_Enunciado 1:_
Responda, según el fragmento sobre el matrimonio como vocación:
(a) ¿De qué verbo latino se deriva «vocatio»?
(b) ¿Cómo define la vocación el Diccionario de la Lengua Española?
(c) ¿Qué filósofo se cita al final?

_Fragmento seleccionado:_
* * * *

En varias secciones de la exhortación del papa Francisco a las familias, se menciona al matrimonio como una vocación y la necesidad de que los esposos adquieran sentido claro de la dignidad que esto significa. Empecemos por aclarar ¿qué significa vocación?
Esta palabra proviene del latín vocatio, que se deriva, a su vez, del verbo vocare ‘llamar’, vocablo originado en una raíz indoeuropea de la cual provienen también palabas como voz, evocar, invocar y provocar.
Complementemos esta noción con lo que señala el Diccionario de la Lengua Española al decir que la vocación es la inclinación de una persona hacia una profesión, una forma de vida o una actividad.
Podemos decir entonces que la vocación implica un escenario de diálogo, un encuentro en que un “Alguien” llama e invita y un sujeto al que va dirigido ese llamado.
De la respuesta a ese llamado se configurará una peculiar forma de ser y estar en el mundo. Vale señalar que estamos hablando de un llamado de naturaleza gratuita; es decir que no responde a un mérito propio, a una expectativa o a una programación personal. De allí que coloquialmente se diga que: “matrimonio y mortaja, del cielo baja”.
Todas las personas que aman o han amado saben de lo real de dicha frase. El amor, simplemente ocurre. Sucede aún a pesar de cualquier condición o circunstancia. Su poder atraviesa cualquier resistencia con una lógica diferente. Como decía el filósofo Pascal, sabemos que el corazón tiene razones que la razón no entiende.

* * * *

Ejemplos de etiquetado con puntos
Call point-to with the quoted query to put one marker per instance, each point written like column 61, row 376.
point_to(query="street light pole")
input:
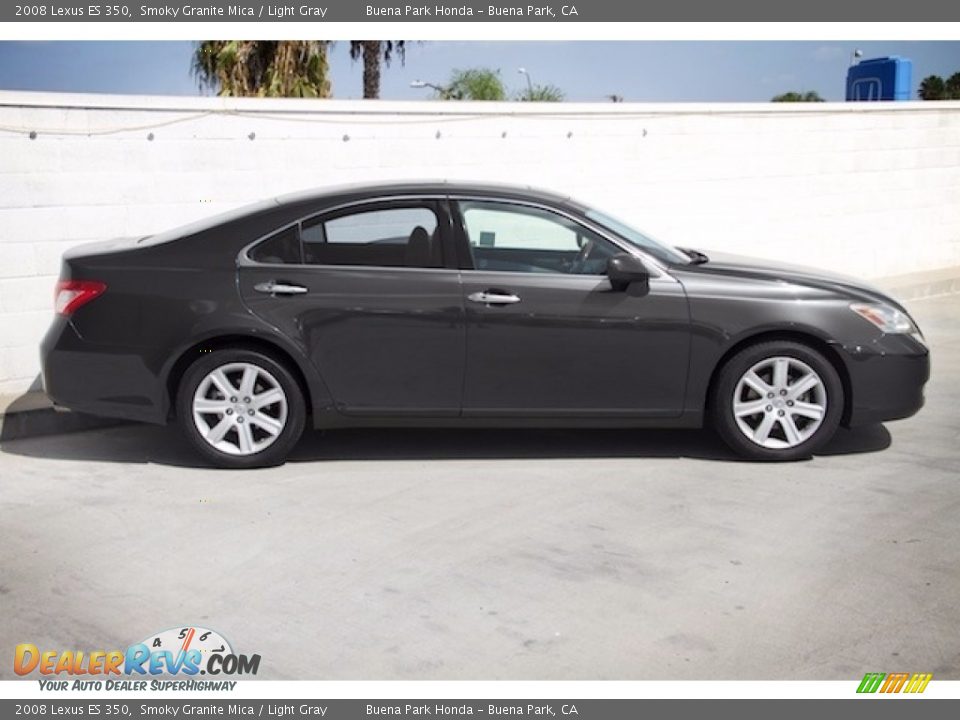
column 523, row 71
column 442, row 91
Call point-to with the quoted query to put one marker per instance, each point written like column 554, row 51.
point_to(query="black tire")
column 725, row 388
column 281, row 444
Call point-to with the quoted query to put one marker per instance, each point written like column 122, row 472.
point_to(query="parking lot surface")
column 479, row 554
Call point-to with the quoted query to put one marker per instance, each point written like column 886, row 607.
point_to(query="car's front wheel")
column 778, row 400
column 240, row 408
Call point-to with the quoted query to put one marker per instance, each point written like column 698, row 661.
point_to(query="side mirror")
column 624, row 270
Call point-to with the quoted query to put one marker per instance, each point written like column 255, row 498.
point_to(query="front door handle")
column 490, row 297
column 275, row 288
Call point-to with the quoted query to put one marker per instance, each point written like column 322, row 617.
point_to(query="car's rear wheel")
column 778, row 400
column 241, row 408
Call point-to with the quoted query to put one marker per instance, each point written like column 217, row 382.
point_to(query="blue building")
column 888, row 78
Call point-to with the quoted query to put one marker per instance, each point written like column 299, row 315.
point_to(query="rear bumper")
column 98, row 379
column 886, row 383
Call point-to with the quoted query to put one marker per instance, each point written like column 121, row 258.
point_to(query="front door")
column 548, row 336
column 367, row 293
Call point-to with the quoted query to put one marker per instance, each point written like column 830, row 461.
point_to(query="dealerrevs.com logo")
column 186, row 651
column 887, row 683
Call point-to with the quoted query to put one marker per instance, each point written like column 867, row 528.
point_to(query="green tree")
column 952, row 87
column 264, row 68
column 473, row 84
column 541, row 93
column 809, row 96
column 376, row 54
column 932, row 88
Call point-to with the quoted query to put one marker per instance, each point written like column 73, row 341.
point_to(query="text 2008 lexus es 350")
column 442, row 304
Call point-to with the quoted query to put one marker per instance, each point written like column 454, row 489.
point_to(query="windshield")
column 635, row 237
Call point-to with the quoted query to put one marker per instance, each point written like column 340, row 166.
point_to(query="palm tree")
column 263, row 68
column 541, row 93
column 932, row 88
column 952, row 87
column 809, row 96
column 376, row 53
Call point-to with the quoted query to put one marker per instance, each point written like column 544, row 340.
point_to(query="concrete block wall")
column 869, row 189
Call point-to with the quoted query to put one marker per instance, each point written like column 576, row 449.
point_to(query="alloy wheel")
column 780, row 402
column 239, row 408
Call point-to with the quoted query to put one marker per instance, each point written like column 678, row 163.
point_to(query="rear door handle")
column 274, row 288
column 493, row 298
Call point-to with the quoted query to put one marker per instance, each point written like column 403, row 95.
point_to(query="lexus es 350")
column 440, row 304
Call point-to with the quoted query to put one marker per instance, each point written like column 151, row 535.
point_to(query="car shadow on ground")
column 165, row 446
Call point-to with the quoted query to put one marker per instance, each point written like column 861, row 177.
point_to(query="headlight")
column 887, row 319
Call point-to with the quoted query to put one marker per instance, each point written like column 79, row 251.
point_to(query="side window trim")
column 438, row 204
column 463, row 237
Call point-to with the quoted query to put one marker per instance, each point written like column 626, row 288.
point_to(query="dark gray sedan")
column 441, row 304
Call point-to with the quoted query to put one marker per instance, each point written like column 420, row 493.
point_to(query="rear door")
column 547, row 336
column 372, row 295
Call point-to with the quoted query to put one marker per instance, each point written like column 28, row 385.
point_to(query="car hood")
column 758, row 269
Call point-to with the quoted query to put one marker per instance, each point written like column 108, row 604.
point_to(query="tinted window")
column 281, row 247
column 516, row 238
column 396, row 236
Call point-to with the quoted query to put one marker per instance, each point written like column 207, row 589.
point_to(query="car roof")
column 425, row 187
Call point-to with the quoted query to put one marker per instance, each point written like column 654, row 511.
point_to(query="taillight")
column 72, row 294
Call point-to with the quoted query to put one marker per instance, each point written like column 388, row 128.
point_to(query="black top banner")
column 321, row 11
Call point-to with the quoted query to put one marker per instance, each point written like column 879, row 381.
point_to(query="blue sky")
column 585, row 71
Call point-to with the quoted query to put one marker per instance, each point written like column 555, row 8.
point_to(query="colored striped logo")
column 894, row 682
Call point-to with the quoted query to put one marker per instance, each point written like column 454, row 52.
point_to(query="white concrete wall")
column 869, row 189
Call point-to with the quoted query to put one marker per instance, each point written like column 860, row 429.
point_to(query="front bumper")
column 886, row 379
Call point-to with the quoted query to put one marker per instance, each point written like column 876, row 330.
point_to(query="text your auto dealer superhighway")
column 228, row 11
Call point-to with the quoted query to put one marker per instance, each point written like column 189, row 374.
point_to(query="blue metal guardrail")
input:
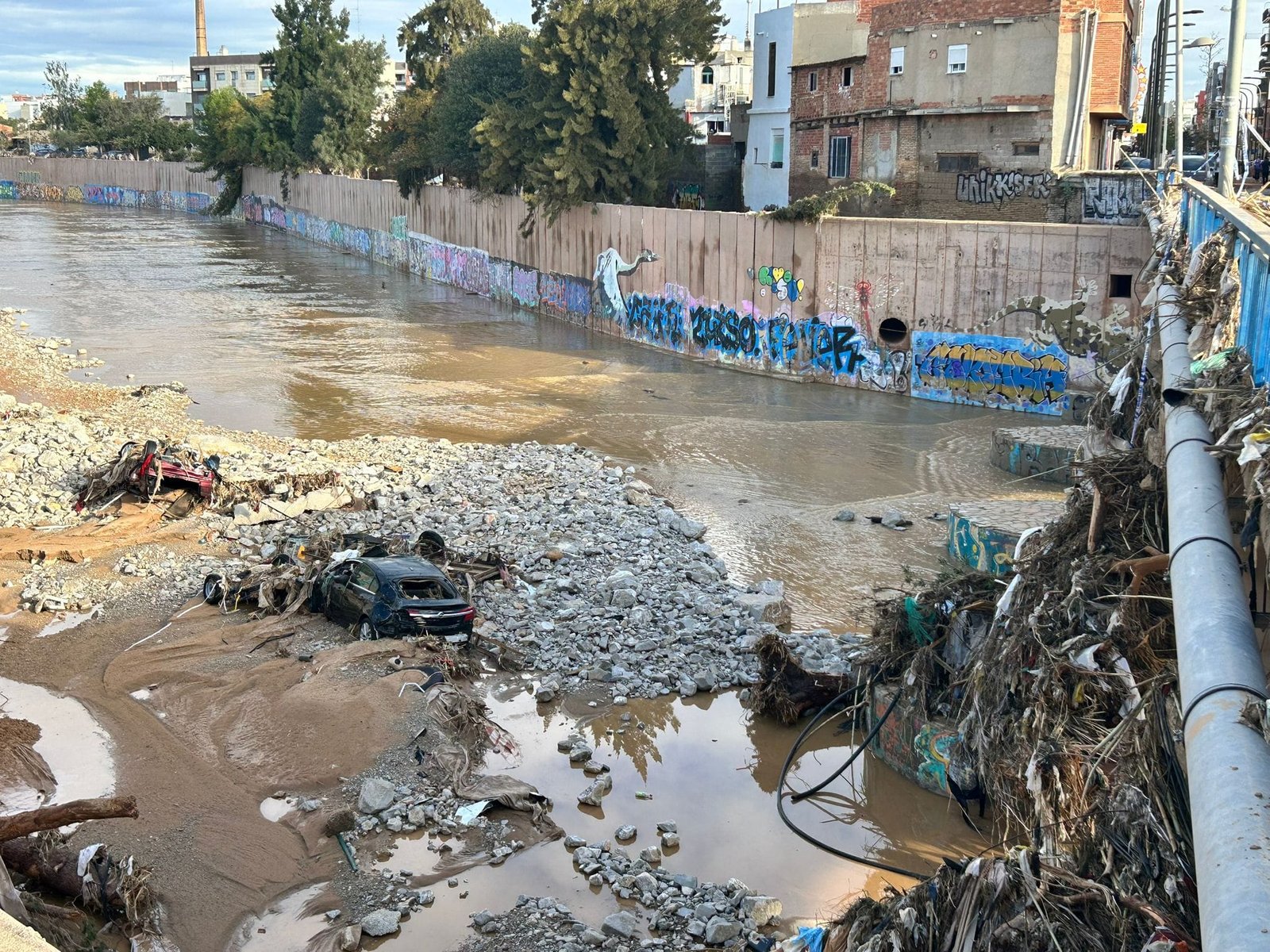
column 1206, row 213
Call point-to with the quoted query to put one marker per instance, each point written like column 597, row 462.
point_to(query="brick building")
column 965, row 107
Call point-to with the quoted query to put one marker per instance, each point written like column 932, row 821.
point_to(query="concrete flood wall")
column 991, row 314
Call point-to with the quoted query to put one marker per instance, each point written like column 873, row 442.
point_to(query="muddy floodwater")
column 277, row 334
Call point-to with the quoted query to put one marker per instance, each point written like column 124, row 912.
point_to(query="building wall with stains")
column 1003, row 315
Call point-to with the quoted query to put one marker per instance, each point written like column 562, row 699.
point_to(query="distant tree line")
column 572, row 111
column 97, row 117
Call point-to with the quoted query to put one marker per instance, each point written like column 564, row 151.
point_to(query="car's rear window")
column 425, row 588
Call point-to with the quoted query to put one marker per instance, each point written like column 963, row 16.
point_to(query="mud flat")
column 249, row 740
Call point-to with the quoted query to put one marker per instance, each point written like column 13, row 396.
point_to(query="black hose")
column 793, row 755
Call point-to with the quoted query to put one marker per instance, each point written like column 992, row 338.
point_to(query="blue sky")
column 120, row 40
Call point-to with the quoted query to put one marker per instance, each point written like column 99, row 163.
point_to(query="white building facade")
column 706, row 92
column 765, row 173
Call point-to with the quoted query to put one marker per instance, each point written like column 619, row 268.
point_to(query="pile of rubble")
column 615, row 585
column 679, row 912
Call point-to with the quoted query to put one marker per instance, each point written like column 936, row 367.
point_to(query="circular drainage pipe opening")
column 892, row 330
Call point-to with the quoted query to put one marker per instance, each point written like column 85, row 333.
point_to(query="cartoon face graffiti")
column 781, row 282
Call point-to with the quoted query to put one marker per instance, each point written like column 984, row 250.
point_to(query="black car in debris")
column 393, row 597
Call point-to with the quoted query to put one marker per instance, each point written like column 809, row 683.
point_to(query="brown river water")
column 276, row 334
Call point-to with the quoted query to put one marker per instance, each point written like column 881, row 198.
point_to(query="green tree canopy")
column 67, row 94
column 438, row 32
column 325, row 89
column 595, row 122
column 230, row 133
column 431, row 132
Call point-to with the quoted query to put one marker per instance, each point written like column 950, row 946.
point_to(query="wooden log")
column 50, row 818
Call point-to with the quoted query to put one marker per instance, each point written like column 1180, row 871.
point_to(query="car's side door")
column 337, row 592
column 361, row 592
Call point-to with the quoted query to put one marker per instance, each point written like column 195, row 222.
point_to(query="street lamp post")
column 1230, row 117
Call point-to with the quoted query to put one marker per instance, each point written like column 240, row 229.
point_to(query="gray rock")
column 895, row 520
column 596, row 790
column 620, row 924
column 378, row 793
column 721, row 931
column 761, row 909
column 381, row 922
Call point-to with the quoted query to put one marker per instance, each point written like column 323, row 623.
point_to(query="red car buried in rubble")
column 146, row 469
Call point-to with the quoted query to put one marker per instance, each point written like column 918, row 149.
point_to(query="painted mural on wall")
column 1114, row 200
column 687, row 196
column 781, row 283
column 29, row 188
column 564, row 295
column 916, row 747
column 610, row 266
column 988, row 371
column 997, row 187
column 981, row 547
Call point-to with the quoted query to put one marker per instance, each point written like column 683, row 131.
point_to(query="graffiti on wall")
column 982, row 547
column 1114, row 201
column 687, row 196
column 914, row 746
column 654, row 319
column 781, row 282
column 525, row 286
column 996, row 187
column 564, row 294
column 610, row 266
column 721, row 329
column 988, row 371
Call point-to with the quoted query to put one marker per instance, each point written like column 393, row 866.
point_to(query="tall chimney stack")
column 200, row 29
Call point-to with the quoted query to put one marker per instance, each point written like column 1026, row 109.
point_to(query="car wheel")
column 214, row 588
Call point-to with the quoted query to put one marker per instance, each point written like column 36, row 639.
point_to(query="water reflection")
column 277, row 334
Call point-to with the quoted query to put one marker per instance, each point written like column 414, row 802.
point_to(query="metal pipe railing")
column 1218, row 668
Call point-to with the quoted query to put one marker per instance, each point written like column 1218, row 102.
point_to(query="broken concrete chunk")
column 622, row 924
column 378, row 793
column 381, row 922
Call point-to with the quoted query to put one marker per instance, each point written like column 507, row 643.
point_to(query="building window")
column 840, row 156
column 958, row 162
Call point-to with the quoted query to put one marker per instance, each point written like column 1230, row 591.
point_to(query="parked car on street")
column 393, row 597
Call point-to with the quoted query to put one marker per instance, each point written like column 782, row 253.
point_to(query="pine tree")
column 595, row 122
column 324, row 89
column 438, row 32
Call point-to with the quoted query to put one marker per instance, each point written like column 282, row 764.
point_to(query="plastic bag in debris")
column 810, row 939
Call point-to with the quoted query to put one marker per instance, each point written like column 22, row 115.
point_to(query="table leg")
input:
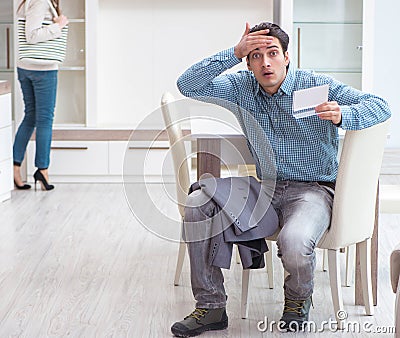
column 208, row 157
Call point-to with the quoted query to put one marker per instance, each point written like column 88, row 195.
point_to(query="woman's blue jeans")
column 39, row 89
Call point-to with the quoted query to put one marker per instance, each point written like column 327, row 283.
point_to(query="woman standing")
column 38, row 80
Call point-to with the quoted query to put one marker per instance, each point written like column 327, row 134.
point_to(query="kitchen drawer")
column 6, row 178
column 5, row 143
column 74, row 158
column 5, row 110
column 141, row 158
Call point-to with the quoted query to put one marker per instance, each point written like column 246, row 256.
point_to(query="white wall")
column 386, row 60
column 144, row 45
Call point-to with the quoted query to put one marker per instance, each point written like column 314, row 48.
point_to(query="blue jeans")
column 304, row 210
column 39, row 89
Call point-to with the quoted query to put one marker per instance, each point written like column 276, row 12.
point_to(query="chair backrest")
column 178, row 150
column 353, row 212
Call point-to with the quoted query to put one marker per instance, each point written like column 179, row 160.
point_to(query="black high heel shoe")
column 22, row 187
column 38, row 176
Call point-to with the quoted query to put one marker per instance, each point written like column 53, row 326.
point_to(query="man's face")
column 269, row 65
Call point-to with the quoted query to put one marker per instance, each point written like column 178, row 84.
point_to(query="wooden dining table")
column 212, row 150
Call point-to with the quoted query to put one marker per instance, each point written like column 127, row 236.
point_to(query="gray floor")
column 76, row 262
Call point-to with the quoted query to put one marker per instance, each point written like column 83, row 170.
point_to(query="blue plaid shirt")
column 291, row 149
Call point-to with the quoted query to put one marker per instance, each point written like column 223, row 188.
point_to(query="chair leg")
column 268, row 263
column 366, row 280
column 350, row 259
column 336, row 286
column 245, row 293
column 179, row 262
column 324, row 259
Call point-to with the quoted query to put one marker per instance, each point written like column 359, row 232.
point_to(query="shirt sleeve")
column 35, row 31
column 204, row 78
column 359, row 110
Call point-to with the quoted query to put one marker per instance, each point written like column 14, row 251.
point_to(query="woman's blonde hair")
column 56, row 4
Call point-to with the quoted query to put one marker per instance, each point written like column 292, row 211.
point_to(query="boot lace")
column 198, row 313
column 293, row 306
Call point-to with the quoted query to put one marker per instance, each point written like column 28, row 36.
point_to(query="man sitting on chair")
column 305, row 151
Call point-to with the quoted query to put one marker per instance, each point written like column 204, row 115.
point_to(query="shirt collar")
column 287, row 85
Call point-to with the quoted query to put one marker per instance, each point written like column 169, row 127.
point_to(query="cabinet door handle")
column 298, row 47
column 149, row 148
column 69, row 148
column 8, row 47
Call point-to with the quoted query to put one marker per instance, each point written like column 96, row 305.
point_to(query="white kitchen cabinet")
column 6, row 163
column 69, row 159
column 103, row 161
column 76, row 95
column 331, row 37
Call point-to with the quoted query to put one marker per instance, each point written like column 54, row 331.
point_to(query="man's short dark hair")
column 274, row 30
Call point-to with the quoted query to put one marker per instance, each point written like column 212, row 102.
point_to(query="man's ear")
column 287, row 59
column 248, row 63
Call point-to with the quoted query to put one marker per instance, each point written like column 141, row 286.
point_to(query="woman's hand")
column 62, row 20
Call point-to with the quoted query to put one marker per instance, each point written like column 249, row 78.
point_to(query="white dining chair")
column 182, row 176
column 353, row 211
column 394, row 278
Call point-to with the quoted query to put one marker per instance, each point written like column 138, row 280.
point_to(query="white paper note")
column 305, row 100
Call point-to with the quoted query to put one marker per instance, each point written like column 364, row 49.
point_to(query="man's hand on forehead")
column 252, row 41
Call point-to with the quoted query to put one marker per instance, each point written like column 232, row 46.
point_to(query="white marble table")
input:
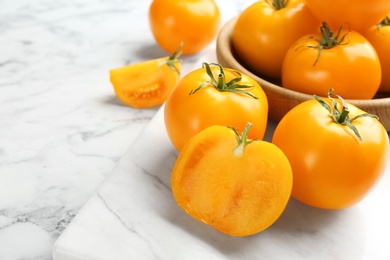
column 62, row 130
column 84, row 177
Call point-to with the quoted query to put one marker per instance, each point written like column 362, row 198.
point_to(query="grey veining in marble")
column 62, row 130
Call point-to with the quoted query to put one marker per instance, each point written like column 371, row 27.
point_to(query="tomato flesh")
column 144, row 84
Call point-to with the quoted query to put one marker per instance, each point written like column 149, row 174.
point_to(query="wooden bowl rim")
column 224, row 43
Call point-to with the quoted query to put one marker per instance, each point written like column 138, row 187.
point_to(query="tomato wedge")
column 148, row 83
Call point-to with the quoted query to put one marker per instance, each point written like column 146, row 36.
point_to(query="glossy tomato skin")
column 332, row 169
column 380, row 40
column 185, row 115
column 353, row 69
column 262, row 35
column 239, row 194
column 359, row 14
column 194, row 23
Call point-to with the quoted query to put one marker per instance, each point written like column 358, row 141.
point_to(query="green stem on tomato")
column 279, row 4
column 384, row 22
column 221, row 85
column 342, row 117
column 328, row 40
column 242, row 140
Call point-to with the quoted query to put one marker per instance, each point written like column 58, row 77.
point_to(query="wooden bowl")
column 281, row 100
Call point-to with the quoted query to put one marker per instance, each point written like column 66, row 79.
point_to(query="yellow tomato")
column 213, row 95
column 194, row 23
column 239, row 187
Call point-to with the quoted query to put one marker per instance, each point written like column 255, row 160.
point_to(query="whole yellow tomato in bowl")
column 280, row 99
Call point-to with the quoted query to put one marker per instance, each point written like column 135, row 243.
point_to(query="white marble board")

* * * *

_Enunciado 2:_ Cuente las líneas de los registros que contienen la palabra "yellow". Indique únicamente el número.

_Solución 1:_
(a) Del verbo «vocare», que significa «llamar».
(b) Como la inclinación de una persona hacia una profesión, una forma de vida o una actividad.
(c) Pascal.

_Solución 2:_ 2